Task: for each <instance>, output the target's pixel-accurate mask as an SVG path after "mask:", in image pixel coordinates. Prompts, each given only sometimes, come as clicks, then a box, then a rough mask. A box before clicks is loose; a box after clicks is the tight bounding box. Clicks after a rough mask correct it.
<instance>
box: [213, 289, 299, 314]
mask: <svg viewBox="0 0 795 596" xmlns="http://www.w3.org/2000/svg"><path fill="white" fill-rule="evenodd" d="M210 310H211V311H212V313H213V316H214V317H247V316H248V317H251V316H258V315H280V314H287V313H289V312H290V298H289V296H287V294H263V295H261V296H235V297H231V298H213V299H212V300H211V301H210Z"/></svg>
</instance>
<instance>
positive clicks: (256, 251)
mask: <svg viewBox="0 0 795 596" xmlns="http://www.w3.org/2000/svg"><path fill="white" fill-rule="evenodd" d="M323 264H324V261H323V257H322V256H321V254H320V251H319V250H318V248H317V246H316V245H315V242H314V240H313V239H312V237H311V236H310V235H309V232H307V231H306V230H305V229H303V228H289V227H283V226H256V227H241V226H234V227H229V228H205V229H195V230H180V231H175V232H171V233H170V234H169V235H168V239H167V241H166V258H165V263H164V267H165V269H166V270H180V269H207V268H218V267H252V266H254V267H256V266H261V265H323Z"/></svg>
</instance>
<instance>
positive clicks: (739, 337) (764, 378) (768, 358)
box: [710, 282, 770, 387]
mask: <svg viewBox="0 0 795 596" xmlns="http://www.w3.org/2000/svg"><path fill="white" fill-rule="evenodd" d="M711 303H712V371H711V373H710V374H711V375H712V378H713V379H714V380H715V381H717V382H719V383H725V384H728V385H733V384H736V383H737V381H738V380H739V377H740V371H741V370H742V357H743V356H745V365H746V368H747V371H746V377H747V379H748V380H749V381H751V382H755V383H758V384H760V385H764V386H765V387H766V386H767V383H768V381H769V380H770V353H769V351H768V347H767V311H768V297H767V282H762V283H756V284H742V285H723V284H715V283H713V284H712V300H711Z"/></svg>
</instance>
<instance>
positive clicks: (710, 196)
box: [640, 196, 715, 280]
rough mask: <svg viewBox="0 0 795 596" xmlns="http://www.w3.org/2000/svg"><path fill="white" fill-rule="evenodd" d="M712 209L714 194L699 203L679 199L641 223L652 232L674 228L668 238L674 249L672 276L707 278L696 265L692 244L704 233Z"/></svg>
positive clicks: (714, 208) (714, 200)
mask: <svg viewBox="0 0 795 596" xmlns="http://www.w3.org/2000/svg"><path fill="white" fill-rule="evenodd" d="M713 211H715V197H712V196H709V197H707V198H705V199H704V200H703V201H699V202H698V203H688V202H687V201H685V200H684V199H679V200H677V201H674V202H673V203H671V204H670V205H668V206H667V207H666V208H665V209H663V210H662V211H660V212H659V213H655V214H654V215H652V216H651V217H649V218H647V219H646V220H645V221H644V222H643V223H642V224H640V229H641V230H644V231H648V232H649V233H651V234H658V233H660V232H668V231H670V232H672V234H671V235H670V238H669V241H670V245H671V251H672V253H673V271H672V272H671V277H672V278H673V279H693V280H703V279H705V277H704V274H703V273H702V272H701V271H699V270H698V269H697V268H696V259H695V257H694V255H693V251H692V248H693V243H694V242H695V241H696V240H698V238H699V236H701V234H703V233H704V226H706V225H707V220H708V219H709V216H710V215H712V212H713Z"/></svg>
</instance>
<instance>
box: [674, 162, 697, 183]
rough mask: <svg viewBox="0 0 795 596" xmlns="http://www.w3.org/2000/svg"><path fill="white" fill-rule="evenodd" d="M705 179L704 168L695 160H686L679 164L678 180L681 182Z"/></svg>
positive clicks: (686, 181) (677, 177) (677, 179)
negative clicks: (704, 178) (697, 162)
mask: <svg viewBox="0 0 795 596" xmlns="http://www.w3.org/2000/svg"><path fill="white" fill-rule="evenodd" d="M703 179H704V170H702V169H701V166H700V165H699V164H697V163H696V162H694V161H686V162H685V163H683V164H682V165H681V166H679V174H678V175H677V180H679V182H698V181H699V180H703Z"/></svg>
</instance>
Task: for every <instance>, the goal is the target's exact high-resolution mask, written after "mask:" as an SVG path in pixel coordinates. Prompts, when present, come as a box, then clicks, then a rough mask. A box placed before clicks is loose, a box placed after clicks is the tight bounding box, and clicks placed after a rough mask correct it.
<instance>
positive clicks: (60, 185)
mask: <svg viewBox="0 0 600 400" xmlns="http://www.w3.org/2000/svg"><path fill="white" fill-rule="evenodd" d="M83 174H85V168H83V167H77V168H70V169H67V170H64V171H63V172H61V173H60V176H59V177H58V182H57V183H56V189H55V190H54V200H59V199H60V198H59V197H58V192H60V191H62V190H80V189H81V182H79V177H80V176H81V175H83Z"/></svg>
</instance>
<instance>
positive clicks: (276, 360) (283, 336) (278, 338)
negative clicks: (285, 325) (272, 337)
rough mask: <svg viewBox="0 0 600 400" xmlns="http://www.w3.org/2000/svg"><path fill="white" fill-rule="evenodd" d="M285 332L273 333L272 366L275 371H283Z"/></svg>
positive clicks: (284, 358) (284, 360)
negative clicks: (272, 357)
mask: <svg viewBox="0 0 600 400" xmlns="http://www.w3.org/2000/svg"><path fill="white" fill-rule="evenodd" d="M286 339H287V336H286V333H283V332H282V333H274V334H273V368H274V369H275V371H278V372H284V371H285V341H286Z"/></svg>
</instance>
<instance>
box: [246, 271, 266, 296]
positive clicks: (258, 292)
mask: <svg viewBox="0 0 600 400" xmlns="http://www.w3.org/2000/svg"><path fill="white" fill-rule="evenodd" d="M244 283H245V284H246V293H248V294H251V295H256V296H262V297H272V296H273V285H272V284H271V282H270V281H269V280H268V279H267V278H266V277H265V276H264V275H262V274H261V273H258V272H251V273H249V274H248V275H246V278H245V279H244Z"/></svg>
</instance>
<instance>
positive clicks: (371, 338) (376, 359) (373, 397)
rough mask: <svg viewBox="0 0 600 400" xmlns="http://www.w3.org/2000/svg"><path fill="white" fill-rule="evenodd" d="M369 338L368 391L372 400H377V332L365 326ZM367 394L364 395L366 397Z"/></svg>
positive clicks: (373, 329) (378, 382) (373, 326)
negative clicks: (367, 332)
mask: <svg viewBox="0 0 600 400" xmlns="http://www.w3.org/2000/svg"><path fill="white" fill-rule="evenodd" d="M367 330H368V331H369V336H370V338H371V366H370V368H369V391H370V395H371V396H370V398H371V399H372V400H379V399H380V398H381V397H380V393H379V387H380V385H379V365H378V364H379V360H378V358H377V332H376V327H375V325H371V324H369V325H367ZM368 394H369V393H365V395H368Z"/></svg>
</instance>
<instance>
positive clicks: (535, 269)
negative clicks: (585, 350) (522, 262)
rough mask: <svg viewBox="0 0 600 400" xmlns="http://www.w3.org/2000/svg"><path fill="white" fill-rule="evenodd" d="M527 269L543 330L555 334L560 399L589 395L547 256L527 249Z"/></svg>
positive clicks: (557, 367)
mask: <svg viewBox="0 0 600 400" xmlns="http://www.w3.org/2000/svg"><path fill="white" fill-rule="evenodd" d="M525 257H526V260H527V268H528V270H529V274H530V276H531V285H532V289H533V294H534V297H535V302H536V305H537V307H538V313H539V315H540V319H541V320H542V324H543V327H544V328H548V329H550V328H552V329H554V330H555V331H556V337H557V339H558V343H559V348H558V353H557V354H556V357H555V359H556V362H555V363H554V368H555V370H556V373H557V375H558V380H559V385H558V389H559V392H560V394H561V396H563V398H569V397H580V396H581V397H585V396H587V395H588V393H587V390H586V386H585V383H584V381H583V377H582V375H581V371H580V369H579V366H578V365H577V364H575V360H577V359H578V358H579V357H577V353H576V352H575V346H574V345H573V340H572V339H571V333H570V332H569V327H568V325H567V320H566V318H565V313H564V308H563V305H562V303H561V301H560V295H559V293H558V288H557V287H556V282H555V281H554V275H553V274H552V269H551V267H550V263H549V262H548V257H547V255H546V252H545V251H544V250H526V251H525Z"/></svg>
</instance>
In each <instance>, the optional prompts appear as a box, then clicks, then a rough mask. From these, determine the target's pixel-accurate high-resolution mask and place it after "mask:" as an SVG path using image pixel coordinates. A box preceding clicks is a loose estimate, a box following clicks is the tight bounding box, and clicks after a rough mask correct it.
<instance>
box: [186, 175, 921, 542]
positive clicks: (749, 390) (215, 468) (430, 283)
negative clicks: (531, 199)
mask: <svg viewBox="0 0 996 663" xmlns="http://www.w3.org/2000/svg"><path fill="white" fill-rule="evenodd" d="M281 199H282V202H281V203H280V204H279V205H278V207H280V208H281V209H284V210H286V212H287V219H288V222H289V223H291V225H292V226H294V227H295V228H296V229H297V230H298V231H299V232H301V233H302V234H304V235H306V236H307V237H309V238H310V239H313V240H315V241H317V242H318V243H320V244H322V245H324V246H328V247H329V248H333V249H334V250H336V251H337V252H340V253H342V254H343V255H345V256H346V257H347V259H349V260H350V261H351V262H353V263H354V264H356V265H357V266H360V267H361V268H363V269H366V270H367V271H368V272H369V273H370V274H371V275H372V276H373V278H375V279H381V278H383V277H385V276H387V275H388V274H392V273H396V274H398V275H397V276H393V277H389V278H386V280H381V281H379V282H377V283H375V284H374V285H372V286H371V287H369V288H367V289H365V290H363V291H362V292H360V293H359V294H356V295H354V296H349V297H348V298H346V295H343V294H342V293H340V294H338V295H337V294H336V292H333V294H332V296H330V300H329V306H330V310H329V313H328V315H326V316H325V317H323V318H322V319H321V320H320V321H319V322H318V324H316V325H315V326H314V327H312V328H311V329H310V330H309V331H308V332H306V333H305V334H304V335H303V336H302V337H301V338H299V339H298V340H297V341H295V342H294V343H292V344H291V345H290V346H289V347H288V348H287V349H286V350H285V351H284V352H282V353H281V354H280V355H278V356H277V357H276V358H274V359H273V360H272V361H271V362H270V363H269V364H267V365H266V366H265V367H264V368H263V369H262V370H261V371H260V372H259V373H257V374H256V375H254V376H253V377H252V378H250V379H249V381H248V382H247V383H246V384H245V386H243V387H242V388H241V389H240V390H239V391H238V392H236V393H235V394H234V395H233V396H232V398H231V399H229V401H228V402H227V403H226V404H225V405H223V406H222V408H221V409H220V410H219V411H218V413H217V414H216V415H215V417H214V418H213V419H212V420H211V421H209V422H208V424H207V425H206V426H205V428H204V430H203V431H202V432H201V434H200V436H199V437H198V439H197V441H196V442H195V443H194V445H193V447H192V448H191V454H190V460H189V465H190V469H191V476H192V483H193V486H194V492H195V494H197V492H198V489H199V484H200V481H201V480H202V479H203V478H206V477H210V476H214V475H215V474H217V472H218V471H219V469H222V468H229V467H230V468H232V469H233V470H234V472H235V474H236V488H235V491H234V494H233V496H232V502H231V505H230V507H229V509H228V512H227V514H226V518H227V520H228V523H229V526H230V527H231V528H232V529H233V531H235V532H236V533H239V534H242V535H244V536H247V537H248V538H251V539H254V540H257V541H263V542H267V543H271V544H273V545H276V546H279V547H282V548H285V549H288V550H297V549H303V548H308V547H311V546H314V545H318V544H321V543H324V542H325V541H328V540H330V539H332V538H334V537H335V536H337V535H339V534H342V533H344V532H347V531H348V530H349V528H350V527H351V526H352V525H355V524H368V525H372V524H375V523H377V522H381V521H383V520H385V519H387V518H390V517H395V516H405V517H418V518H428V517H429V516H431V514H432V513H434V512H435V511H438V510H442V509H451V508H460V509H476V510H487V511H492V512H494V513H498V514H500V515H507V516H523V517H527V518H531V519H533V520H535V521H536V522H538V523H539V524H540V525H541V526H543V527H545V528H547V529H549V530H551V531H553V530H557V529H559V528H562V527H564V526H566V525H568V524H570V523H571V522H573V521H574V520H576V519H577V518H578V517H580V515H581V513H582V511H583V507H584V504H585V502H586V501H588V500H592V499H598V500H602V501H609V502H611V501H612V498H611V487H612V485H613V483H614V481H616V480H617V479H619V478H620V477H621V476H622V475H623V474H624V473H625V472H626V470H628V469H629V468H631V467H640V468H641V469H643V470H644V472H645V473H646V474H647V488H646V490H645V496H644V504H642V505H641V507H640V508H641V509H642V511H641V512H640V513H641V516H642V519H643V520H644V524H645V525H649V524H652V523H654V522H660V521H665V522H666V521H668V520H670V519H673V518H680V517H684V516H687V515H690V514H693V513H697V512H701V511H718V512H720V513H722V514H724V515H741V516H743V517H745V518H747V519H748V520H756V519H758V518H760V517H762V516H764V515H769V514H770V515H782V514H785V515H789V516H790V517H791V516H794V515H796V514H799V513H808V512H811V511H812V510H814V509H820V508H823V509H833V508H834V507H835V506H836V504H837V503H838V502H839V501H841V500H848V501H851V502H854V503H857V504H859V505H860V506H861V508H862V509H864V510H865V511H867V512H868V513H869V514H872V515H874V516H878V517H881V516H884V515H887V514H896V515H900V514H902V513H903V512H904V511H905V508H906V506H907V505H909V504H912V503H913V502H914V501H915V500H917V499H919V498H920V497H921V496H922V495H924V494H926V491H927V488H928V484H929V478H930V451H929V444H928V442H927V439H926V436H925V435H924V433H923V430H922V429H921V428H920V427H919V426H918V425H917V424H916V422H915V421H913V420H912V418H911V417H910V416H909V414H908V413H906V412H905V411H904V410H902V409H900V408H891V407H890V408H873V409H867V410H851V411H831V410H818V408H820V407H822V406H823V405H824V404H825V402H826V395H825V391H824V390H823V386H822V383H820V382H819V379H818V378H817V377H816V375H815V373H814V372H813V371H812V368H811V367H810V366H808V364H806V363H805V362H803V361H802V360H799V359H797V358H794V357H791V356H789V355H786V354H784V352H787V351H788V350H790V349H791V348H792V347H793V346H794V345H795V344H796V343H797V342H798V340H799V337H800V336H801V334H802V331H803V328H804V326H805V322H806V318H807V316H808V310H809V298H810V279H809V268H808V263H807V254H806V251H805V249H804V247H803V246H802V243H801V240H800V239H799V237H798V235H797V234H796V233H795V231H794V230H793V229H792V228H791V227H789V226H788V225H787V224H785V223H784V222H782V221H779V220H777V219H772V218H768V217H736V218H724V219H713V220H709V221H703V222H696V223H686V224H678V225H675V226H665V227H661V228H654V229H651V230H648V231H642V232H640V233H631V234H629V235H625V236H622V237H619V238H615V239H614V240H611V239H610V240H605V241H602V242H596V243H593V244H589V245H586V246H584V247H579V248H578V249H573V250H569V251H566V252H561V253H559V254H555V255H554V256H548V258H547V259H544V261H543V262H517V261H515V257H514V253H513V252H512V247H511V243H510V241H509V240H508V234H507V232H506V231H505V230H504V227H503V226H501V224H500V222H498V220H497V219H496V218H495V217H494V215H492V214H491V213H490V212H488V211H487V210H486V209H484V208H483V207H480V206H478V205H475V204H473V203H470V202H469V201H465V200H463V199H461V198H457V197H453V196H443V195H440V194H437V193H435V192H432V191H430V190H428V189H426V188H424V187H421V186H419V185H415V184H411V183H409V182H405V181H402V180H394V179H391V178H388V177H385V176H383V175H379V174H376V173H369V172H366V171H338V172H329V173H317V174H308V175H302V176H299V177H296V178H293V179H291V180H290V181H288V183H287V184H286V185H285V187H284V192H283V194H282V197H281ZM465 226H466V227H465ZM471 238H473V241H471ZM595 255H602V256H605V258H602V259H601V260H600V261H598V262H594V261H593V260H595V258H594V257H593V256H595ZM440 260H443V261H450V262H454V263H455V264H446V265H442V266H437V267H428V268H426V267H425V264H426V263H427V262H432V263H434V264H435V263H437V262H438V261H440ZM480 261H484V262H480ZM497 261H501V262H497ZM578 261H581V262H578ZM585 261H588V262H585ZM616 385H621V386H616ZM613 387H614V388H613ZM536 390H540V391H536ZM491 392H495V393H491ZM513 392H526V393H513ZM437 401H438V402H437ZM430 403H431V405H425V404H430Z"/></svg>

# [Problem requirements]
From the records above, quote only the lines running from the line with "negative clicks: (285, 325) (272, 337)" to the line with "box: [246, 271, 266, 296]", both lines included.

# [Answer box]
negative clicks: (285, 325) (272, 337)
rough mask: <svg viewBox="0 0 600 400" xmlns="http://www.w3.org/2000/svg"><path fill="white" fill-rule="evenodd" d="M285 332L273 333L272 366L275 371H283Z"/></svg>
positive clicks: (284, 358) (284, 360)
negative clicks: (272, 357)
mask: <svg viewBox="0 0 600 400" xmlns="http://www.w3.org/2000/svg"><path fill="white" fill-rule="evenodd" d="M286 339H287V336H286V333H283V332H282V333H274V334H273V368H274V369H275V371H278V372H284V371H285V341H286Z"/></svg>
</instance>
<instance>
box: [246, 271, 266, 296]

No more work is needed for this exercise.